● **EXTRACT TO READ**:
-------------------------
WHEREAS, Borrower and Lender desire to amend a Construction Loan
Agreement executed by the parties on June 27, 1994 as amended on September
27, 1994 and December 7, 1994 ("Agreement"); and
WHEREAS, Borrower and Lender desire to amend Article III, Section
3.10 - Purpose of the Loans; and
WHEREAS, all other terms and conditions as set forth in the
Agreement and the Amendment and the Note shall remain as originally executed.
-------------------------
[Point placement records]
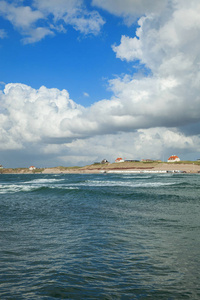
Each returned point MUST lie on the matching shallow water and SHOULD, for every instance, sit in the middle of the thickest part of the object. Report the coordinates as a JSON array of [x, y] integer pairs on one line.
[[113, 236]]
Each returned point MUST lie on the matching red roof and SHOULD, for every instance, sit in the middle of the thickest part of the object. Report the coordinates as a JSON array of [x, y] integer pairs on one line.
[[118, 159], [173, 157]]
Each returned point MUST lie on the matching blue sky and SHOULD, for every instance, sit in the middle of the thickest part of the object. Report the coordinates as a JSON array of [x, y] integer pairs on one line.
[[85, 80]]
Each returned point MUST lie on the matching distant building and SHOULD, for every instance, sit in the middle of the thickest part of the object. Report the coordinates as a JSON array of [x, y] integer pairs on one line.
[[104, 161], [173, 158], [147, 160], [131, 160], [119, 159], [31, 168]]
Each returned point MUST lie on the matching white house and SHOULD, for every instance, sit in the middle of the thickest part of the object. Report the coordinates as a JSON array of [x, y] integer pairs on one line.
[[31, 168], [119, 159], [173, 158]]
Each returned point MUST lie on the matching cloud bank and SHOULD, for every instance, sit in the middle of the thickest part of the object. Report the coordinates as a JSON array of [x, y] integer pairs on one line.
[[154, 113], [35, 22]]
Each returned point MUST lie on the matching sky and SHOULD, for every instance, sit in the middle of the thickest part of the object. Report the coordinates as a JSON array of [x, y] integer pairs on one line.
[[86, 80]]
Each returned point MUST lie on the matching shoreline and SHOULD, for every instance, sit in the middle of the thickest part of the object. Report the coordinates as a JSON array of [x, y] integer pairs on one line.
[[125, 167]]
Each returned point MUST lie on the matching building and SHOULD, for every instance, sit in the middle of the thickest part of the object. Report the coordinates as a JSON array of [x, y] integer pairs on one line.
[[104, 161], [119, 159], [173, 158], [31, 168], [147, 160]]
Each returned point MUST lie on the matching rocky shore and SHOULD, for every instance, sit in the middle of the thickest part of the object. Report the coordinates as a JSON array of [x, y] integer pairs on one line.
[[183, 167]]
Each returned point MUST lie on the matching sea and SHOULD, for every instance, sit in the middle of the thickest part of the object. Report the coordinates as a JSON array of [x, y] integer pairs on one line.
[[99, 236]]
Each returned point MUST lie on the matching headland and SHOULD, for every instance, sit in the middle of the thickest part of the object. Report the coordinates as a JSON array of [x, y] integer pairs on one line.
[[123, 167]]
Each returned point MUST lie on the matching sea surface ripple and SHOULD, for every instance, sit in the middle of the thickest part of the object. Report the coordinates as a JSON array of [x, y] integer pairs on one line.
[[103, 236]]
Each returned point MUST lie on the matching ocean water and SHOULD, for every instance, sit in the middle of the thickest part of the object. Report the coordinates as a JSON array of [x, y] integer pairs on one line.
[[105, 236]]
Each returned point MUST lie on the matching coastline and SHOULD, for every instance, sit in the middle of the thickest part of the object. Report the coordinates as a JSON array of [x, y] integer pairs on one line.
[[125, 167]]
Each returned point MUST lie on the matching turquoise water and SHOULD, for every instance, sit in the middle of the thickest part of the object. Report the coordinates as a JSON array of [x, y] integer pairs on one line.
[[110, 236]]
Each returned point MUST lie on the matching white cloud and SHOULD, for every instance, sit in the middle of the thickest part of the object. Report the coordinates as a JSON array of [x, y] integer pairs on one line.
[[72, 13], [21, 17], [28, 19], [131, 9], [3, 34]]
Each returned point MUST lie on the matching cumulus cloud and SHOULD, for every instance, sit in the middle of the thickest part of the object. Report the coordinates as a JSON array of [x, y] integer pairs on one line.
[[146, 114], [3, 34], [131, 9], [28, 19]]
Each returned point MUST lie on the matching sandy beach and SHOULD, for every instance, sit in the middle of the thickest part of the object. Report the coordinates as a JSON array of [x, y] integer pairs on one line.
[[142, 167]]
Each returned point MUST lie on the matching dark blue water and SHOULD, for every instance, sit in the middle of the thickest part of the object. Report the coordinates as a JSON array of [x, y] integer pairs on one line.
[[100, 236]]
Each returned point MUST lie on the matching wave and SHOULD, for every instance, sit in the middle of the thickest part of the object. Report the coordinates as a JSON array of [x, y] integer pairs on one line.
[[99, 183], [11, 189], [44, 180]]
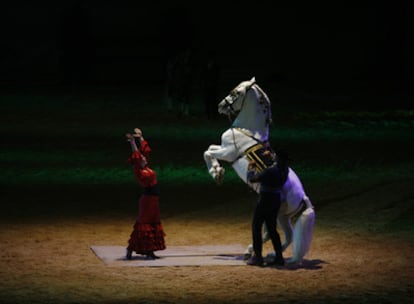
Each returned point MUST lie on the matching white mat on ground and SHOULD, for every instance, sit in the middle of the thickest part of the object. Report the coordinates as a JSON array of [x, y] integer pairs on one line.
[[174, 256]]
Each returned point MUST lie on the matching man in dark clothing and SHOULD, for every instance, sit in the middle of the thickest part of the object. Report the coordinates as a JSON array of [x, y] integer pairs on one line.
[[271, 180]]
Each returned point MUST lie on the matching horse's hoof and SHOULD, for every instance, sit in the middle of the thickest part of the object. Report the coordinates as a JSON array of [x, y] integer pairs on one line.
[[129, 254]]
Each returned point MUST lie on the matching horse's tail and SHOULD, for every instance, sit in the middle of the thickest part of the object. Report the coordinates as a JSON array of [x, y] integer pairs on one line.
[[303, 231]]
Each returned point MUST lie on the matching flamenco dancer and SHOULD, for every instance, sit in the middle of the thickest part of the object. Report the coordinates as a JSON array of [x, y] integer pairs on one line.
[[148, 234]]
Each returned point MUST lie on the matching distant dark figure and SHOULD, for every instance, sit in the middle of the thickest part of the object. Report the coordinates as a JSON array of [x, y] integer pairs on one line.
[[210, 80]]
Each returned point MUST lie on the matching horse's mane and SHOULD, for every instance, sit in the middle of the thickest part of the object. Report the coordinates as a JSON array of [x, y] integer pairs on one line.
[[265, 102]]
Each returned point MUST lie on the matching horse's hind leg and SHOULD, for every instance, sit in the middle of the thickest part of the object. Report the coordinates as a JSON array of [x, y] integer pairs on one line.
[[285, 224]]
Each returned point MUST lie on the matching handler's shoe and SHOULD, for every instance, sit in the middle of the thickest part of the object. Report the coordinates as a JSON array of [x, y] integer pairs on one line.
[[152, 255], [255, 261], [247, 256], [220, 176], [277, 262]]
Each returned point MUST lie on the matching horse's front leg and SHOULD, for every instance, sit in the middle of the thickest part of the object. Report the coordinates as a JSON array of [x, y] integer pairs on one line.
[[213, 165], [211, 157]]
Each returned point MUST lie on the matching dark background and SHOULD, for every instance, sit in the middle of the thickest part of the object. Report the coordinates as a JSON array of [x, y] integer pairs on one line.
[[337, 49]]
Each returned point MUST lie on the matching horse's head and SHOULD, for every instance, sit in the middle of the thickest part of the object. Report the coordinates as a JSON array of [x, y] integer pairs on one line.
[[247, 95], [233, 103]]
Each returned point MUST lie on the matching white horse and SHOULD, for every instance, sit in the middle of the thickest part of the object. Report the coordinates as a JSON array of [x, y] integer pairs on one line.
[[248, 133]]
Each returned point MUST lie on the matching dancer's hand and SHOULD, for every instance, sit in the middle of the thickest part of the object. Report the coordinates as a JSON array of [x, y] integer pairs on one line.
[[138, 132]]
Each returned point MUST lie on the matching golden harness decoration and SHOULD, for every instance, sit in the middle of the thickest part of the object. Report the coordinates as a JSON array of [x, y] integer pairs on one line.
[[255, 153]]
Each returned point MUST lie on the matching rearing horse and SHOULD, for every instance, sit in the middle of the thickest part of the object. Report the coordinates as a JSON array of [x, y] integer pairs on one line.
[[248, 133]]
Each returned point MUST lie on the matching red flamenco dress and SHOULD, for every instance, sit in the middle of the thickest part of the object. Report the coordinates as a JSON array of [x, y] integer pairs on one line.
[[148, 234]]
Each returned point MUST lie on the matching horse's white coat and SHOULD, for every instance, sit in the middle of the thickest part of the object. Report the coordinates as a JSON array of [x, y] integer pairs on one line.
[[251, 126]]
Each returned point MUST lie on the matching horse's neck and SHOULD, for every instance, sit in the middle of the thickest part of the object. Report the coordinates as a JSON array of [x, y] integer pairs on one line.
[[252, 119]]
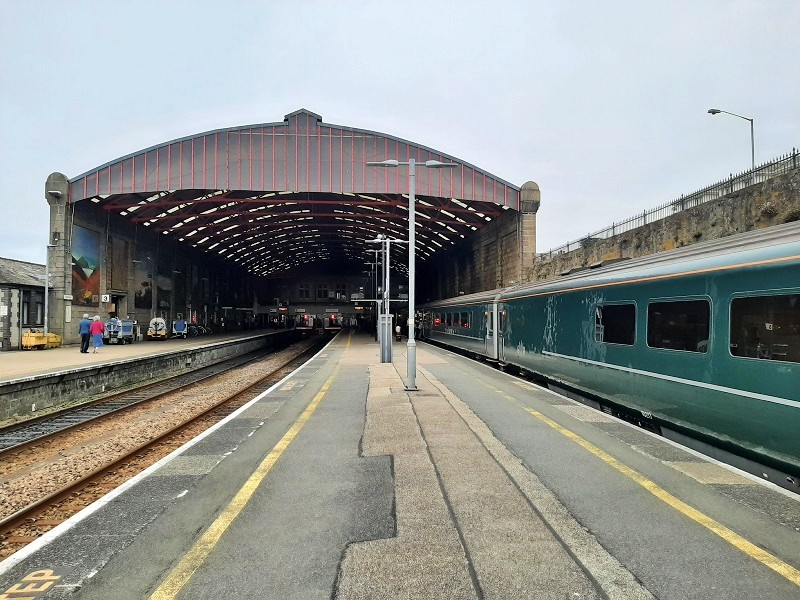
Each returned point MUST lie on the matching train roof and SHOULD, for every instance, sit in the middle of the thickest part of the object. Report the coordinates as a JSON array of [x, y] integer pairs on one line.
[[751, 247]]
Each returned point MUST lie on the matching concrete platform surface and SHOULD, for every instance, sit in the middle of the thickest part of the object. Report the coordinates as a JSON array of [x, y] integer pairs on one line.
[[24, 363], [337, 483]]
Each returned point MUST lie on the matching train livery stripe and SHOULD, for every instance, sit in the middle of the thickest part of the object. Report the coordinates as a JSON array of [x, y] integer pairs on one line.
[[700, 384], [757, 263], [734, 539], [180, 576]]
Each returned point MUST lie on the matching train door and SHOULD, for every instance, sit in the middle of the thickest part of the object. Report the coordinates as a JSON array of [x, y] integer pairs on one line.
[[501, 328], [491, 319]]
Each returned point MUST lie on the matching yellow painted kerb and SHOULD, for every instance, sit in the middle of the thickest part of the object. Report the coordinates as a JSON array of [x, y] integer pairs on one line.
[[734, 539], [180, 576]]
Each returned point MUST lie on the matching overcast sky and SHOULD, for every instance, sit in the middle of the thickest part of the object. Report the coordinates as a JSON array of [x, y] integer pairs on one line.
[[603, 104]]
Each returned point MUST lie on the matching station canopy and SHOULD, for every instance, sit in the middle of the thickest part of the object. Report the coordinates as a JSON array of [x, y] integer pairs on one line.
[[277, 197]]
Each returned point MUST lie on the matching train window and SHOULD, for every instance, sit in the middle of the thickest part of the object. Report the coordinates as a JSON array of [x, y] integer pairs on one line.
[[615, 324], [766, 327], [679, 325]]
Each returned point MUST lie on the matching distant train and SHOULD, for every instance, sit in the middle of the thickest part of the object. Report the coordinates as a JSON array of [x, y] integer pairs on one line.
[[700, 344], [324, 322]]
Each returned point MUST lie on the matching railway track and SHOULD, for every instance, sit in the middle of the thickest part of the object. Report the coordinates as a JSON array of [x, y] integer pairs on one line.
[[53, 506], [37, 429]]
-------------------------
● **COMPLETE THE FOLLOWING**:
**A.** Answer these questions about the loan amendment text:
(i) On what date did the parties first execute the Construction Loan Agreement?
(ii) Which article and section do Borrower and Lender want to amend?
(iii) Apart from the Agreement, which two documents keep all other terms and conditions as originally executed?
**B.** Continue the loan amendment text from its last sentence.

● **EXERCISE RESPONSES**:
**A.**
(i) June 27, 1994
(ii) Article III, Section 3.10 - Purpose of the Loans
(iii) The Amendment and the Note

**B.**
NOW, THEREFORE, in consideration of the premises and agreements
herein contained, the parties, hereto, hereby agree as follows:
1. Article III, Section 3.10, Purpose of Loans is amended in its
entirety as follows: 3.10 Purpose of Loans. The proceeds of the loan will
be used by Borrower only to (i) finance operations, (ii) refurbish
Mountaineer Race Track and Resort in accordance with plans which have been
approved by AGEL, as such plans maybe revised from time to time in accordance
with the approval of AGEL, (iii) pay up to Two Hundred Thousand Dollars
($200,000) of investment banking fees, (iv) loan up to Seven Hundred Thousand
Dollars ($700,000) to Winners to fund certain operating deficiencies as
approved by AGEL in its sole discretion which loan must be repaid to Borrower
no later than April 15, 1995, and (v) loan up to Eight Hundred Thousand
Dollars ($800,000) to Winners to fund certain operating deficiencies as
approved by AGEL in its sole discretion, which loan must be repaid to
Borrower no later then June 15, 1995.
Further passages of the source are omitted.